» **Region annotation entries**
■ ■ ■ ■ ■

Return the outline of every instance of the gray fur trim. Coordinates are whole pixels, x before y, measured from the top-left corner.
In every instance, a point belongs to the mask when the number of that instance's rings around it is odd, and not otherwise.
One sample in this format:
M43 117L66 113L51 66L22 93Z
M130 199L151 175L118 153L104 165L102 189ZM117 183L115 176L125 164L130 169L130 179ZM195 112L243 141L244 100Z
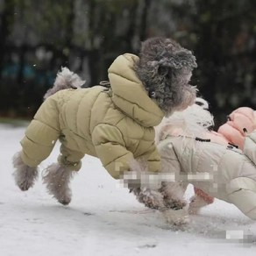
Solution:
M48 193L64 205L71 201L69 182L74 173L75 171L53 163L47 167L43 176L43 183L46 185Z
M25 165L21 159L20 152L13 156L12 164L16 169L12 174L16 185L22 191L28 190L34 185L39 176L38 168Z
M196 57L170 39L153 38L142 44L135 68L149 96L166 116L194 103L196 87L188 84Z
M70 71L68 68L61 68L61 71L57 74L53 87L47 90L44 99L46 100L60 89L81 88L84 82L85 81L82 80L77 74Z

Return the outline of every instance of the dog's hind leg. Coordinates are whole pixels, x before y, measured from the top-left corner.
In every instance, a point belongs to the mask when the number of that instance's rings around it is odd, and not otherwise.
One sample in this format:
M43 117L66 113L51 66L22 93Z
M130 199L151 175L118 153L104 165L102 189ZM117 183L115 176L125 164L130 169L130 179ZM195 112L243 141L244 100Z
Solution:
M13 176L16 185L25 191L32 188L39 176L38 167L31 167L25 164L21 158L21 153L17 153L12 158L15 171Z
M214 202L214 197L209 196L203 190L194 188L195 196L190 198L188 208L189 214L198 214L200 210Z
M43 183L46 185L48 193L64 205L71 201L69 183L75 172L59 163L53 163L47 167L43 175Z

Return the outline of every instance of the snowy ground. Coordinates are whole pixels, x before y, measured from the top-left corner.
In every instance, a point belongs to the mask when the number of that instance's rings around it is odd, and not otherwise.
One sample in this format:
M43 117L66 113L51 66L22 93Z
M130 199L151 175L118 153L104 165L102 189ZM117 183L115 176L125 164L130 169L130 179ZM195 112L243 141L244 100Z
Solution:
M11 157L24 131L0 124L1 256L256 255L256 223L234 206L217 201L191 217L184 231L174 231L94 158L84 158L68 207L46 194L40 179L29 191L19 191ZM57 154L56 148L41 169Z

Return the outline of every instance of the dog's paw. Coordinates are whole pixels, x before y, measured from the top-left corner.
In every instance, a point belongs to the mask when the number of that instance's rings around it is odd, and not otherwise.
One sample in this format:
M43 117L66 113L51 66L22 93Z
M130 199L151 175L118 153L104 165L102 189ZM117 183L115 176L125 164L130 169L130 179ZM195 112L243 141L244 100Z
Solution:
M182 226L189 223L188 210L182 208L180 210L168 209L163 211L167 223L170 225Z
M210 201L210 199L211 201ZM202 208L213 203L214 198L210 197L210 199L206 201L204 198L198 196L197 195L193 196L189 200L188 213L191 215L198 214Z
M16 184L20 188L20 190L26 191L33 186L34 182L32 181L24 180L17 181Z
M69 203L71 202L71 195L69 196L66 196L63 198L57 198L58 202L60 203L63 205L68 205L69 204Z

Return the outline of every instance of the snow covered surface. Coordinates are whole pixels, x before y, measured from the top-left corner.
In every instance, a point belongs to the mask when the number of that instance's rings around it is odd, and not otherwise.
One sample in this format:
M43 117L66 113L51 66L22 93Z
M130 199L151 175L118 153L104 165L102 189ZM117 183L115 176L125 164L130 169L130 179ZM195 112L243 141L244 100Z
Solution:
M236 207L217 200L182 231L174 230L89 156L72 182L68 206L55 202L40 178L20 191L11 176L11 157L24 132L0 124L1 256L256 255L256 222ZM40 169L57 155L58 146Z

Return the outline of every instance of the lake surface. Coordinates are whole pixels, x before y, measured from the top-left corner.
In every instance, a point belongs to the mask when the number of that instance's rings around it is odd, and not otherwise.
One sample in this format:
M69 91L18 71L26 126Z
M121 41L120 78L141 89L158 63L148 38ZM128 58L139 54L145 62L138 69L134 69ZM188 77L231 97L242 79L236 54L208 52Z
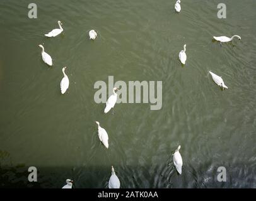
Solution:
M61 188L72 178L75 188L107 188L113 165L121 188L256 188L255 1L222 1L226 19L217 18L219 1L182 0L177 14L169 0L36 0L37 19L28 17L30 3L0 1L1 187ZM58 20L63 33L44 36ZM234 35L241 40L212 41ZM94 84L110 75L162 81L161 109L120 103L104 114ZM181 175L172 157L179 144ZM27 178L32 166L35 183ZM226 182L218 182L219 166Z

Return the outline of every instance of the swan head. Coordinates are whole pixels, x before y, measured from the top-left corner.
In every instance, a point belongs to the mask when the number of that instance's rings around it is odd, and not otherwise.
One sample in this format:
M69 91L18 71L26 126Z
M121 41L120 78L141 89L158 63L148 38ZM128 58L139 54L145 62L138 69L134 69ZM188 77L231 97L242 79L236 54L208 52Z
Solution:
M180 145L178 145L178 148L176 149L176 151L178 151L178 150L180 150Z
M225 85L225 84L224 84L224 82L221 82L221 88L222 88L223 89L228 89L228 87Z
M111 171L112 174L115 174L115 169L113 168L113 165L111 166Z
M118 89L117 87L113 87L113 90L119 90L119 89Z
M73 181L68 178L66 180L66 183L67 183L67 185L71 186L73 183Z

■ ■ ■ ■ ■

» **The problem**
Your copy should match the entries exactly, minus the pictures.

» **Response**
Return the outline of every instance of the gray fur trim. Coordinates are whole pixels, x before y, measured from the top-left corner.
In every instance, a point belongs to the mask when the number of that instance's rings around it is odd, and not otherwise.
One sample in this format:
M43 117L66 113L51 66L22 93Z
M130 199L151 175L118 153L104 165L102 189ZM117 183L115 176L125 164L130 169L130 179ZM195 112L243 141L244 100Z
Solution:
M48 193L64 205L71 201L69 182L74 173L75 171L53 163L47 167L43 176L43 183L46 185Z
M25 165L21 159L20 152L13 156L12 164L16 169L12 174L16 185L22 191L28 190L34 185L39 176L38 168Z
M196 57L170 39L153 38L142 44L135 68L149 96L166 116L194 103L196 87L188 84Z
M70 71L68 68L61 68L61 71L57 74L53 87L47 90L44 99L46 100L60 89L81 88L84 82L85 81L82 80L77 74Z

Return the outline of every instance of the dog's hind leg. Coordinates are whole pixels, x before y, measured from the top-left corner.
In every instance, a point belongs to the mask when the number of that instance's rings around it is odd, and not otherwise.
One sample in this format:
M43 117L66 113L51 66L22 93Z
M130 199L151 175L118 153L104 165L102 189ZM117 183L115 176L125 164L130 169L130 179ZM195 112L243 141L244 100Z
Solution:
M13 176L16 185L25 191L32 188L39 176L38 167L31 167L25 164L21 158L21 153L17 153L12 158L15 171Z
M214 202L214 197L209 196L203 190L194 188L195 196L190 198L188 208L189 214L198 214L200 210Z
M43 183L46 185L48 193L64 205L71 201L69 183L75 172L59 163L53 163L47 167L43 175Z

Return the outline of every instance of the snowy ground. Coordinates are whole pixels, x before y, measured from the top-left corner.
In every instance, a point belongs to the mask when the number of that instance's rings around it is odd, and not otherwise.
One sample in this format:
M43 117L66 113L51 66L22 93Z
M130 199L151 175L118 153L104 165L102 189ZM117 183L115 176L125 164L130 169L130 179ZM195 112L243 141L244 100Z
Solution:
M11 157L24 131L0 124L1 256L256 255L256 223L234 206L217 201L191 217L184 231L174 231L94 158L84 158L68 207L46 194L40 179L29 191L19 191ZM57 154L56 148L41 169Z

Return the outline of every instance of the dog's paw. Coordinates are whole pixels, x before y, measured from the top-left corner.
In every instance, a point belongs to the mask when the number of that instance's rings around it is odd, and not otherwise.
One sample in this format:
M43 117L66 113L51 66L22 93Z
M130 199L151 175L118 153L104 165L102 189ZM117 183L115 176L125 164L130 169L130 179ZM195 112L243 141L244 100Z
Solution:
M182 226L189 223L188 210L182 208L180 210L168 209L163 211L167 223L170 225Z
M210 201L210 199L211 201ZM202 208L213 203L214 198L210 197L210 199L206 201L204 198L198 196L197 195L193 196L189 200L188 213L191 215L198 214Z
M16 184L20 188L20 190L26 191L33 186L34 182L32 181L24 180L17 181Z
M69 203L71 202L71 195L69 196L66 196L63 198L57 198L58 202L60 203L63 205L68 205L69 204Z

Return the outline of every instance of the snow covered surface. Coordinates are whole pixels, x before y, measured from the top-left corner.
In every instance, a point belongs to the mask when the number of that instance's rings around it is odd, and not otherwise.
One sample in this format:
M43 117L66 113L51 66L22 93Z
M130 199L151 175L118 153L104 165L102 189ZM117 183L115 176L125 164L130 169L130 179ZM195 112L243 141L244 100Z
Solution:
M236 207L217 200L182 231L174 230L89 156L72 182L68 206L55 202L40 178L20 191L11 176L11 157L24 132L0 124L1 256L256 255L256 222ZM40 169L57 155L58 146Z

Return the outline of every instance of the lake surface. Coordinates are whole pixels, x before y, measured from the top-left corner.
In every instance, a point belongs to the mask when the number of that instance's rings around it is odd, and not otherwise.
One sample in this format:
M69 91L18 71L26 126Z
M121 41L120 78L141 89L158 63L148 38ZM128 58L139 54L145 62L138 69L134 69ZM188 77L231 97L242 79L236 54L208 52Z
Solution:
M61 188L72 178L75 188L107 188L113 165L121 188L256 188L255 1L222 1L226 19L217 18L219 1L182 0L177 14L169 0L36 0L37 19L28 17L30 3L0 1L1 187ZM58 20L63 33L44 36ZM234 35L241 40L212 41ZM94 84L110 75L162 81L161 109L120 103L104 114ZM181 175L172 157L179 144ZM27 178L32 166L35 183ZM226 182L218 182L219 166Z

Return the outline of every instance of the swan head. Coordinates are whole pixels, x before y, measured from the top-left corner.
In every instance, a point belongs to the mask when the number of that instance's rings around it is odd, and not otherwise.
One sample in this format:
M69 91L18 71L26 126Z
M121 41L120 78L141 89L158 63L148 38ZM128 58L139 54L145 62L138 69L134 69ZM188 77L231 97L242 79L236 54L208 52Z
Solution:
M180 145L178 145L178 148L176 149L176 151L178 151L178 150L180 150Z
M225 85L225 84L224 84L224 82L221 82L221 88L222 88L223 89L228 89L228 87Z
M111 171L112 174L115 174L115 169L113 168L113 165L111 166Z
M118 89L117 87L113 87L113 90L119 90L119 89Z
M73 181L68 178L66 180L66 183L67 183L67 185L71 186L73 183Z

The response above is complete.